• _Text to read_:
-------

AWo 3,484 posts since
Nov 27, 2003
Reply
3.
Re: Installing on Windows XP x64 Jan 7, 2009 6:14 AM

in response to:
MarkstarVM
Yes, that's what I'm saying.
No, the instructions are not handled by the guest OS as the CPU is paravirtualized. That means the guest runs directly on it. VMware never emulated CPU's what would mean that the instructions are going through the host OS. What runs in the guest is the Virtual Machine Monitor (VMM) and the scheduling. So the guest is independent of the host OS.
But you need VT/V enabled:
If you have a processor which don't has Intel VT/AMD-V:
The VMM runs in Ring 0, a very privileged CPU environment, so that it can intercept instructions which may harm the virtual environment (such as: Power Off CPU coming from a guest) or if a different command syntax is used between the rings. It translate them to virtualisation friendly commands. That's called binary translation. The guest OS (which is used to run in Ring 0 itself) runs in a less privileged ring, but still direct on the CPU.

-------

• _Stored data_:
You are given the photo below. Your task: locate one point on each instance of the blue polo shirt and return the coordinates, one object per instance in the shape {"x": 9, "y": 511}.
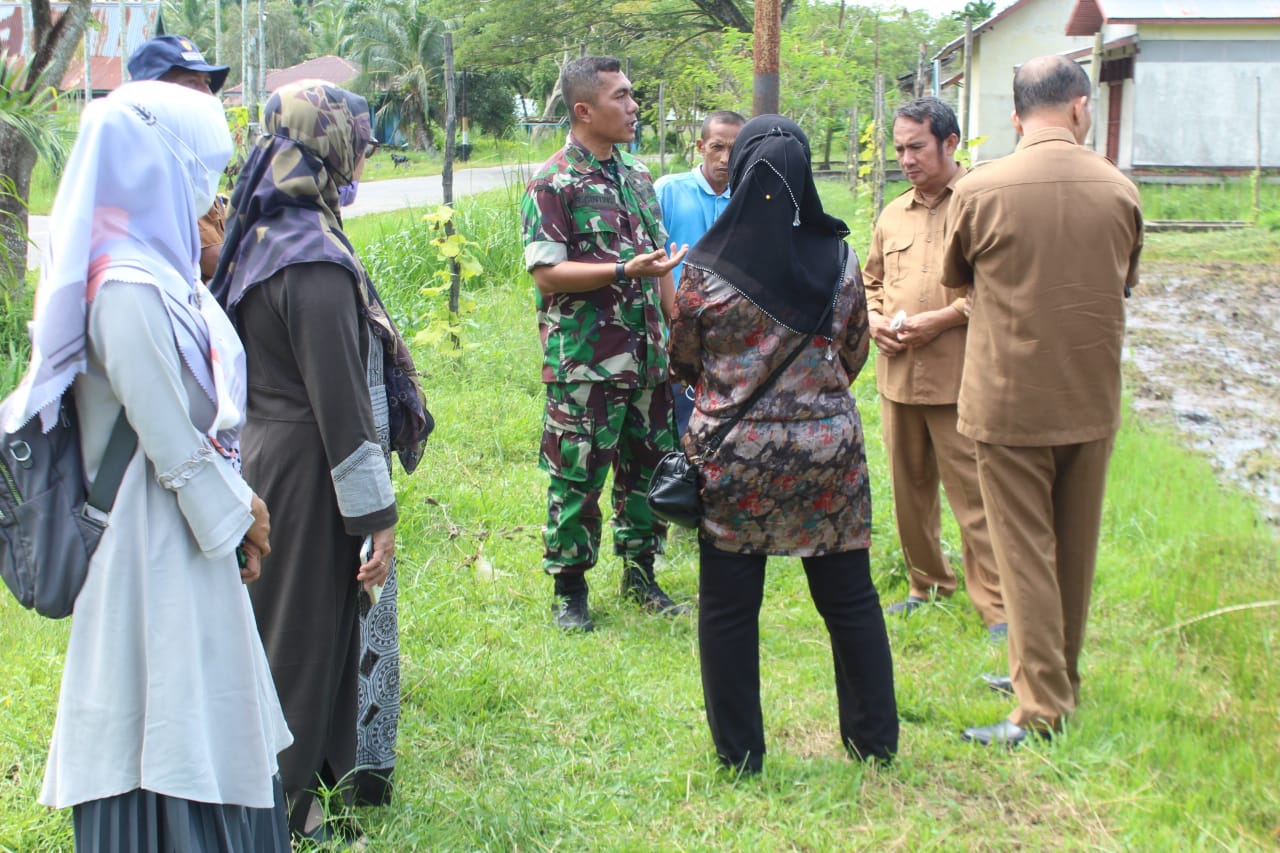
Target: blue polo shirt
{"x": 689, "y": 208}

-------

• _Set problem_: Can you write out, word for word, the part of the forum reply on VMware and CPU virtualization that opens with the words containing "No, the instructions" and closes with "of the host OS."?

• _Answer in full_:
No, the instructions are not handled by the guest OS as the CPU is paravirtualized. That means the guest runs directly on it. VMware never emulated CPU's what would mean that the instructions are going through the host OS. What runs in the guest is the Virtual Machine Monitor (VMM) and the scheduling. So the guest is independent of the host OS.